Exercise instructions | Could you write out the material below line for line, leaving out the pictures?

Location identification material |
# # #
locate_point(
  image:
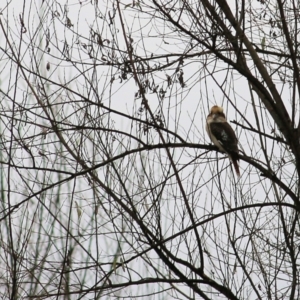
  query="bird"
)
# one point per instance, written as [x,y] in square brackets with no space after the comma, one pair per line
[222,135]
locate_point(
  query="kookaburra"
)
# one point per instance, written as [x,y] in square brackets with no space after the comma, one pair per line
[222,135]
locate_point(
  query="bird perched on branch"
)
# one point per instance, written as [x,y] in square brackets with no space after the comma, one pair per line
[222,135]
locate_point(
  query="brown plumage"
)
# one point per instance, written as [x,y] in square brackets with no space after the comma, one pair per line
[222,135]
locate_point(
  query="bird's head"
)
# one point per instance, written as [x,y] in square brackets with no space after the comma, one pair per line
[216,114]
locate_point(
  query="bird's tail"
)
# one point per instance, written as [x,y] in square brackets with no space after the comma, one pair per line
[236,167]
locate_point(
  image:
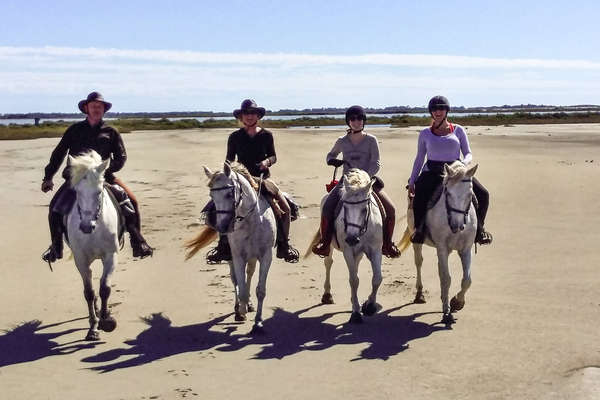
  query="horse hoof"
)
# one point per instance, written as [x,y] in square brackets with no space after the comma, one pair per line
[239,317]
[368,309]
[257,328]
[92,336]
[107,324]
[327,299]
[448,319]
[456,305]
[419,298]
[356,318]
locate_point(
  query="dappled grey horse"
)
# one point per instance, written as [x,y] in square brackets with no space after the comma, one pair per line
[451,225]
# # #
Worked answer |
locate_point(
  image:
  query="bird"
)
# one point per instance, written as [x,y] in square brackets with no space after the comma, one pair per line
[222,135]
locate_point(
  query="kookaburra"
)
# one point per instance, written as [x,y] in square brackets with no space after the comma, one pair per line
[222,135]
locate_point(
  query="bird perched on branch"
)
# one point per instance, written as [x,y] in square brackets with no space after the comma, one pair per line
[222,135]
locate_point(
  query="brown plumage"
)
# one point per instance, written as [x,y] in square brackets with no space after the comma, one pair per line
[222,135]
locate_point(
  query="bird's head"
)
# one point per instance, written as [x,y] in square brackets with no space after the comma, one pair per line
[216,114]
locate_point(
  query="bird's tail"
)
# one point per instance, written as [x,y] in square brackets with no space after the comma, one pair per line
[236,167]
locate_point(
  image:
  query="horse hoof"
)
# one point per instance, written as [x,y] in square brackets with no space after the comma, one pair per line
[239,317]
[368,309]
[257,328]
[92,336]
[107,324]
[327,299]
[448,319]
[456,305]
[419,298]
[356,318]
locate_point(
  query="dappled grey horse"
)
# one point per instance, written as [x,y] in square brackets with no space after the comma, one pair per line
[451,225]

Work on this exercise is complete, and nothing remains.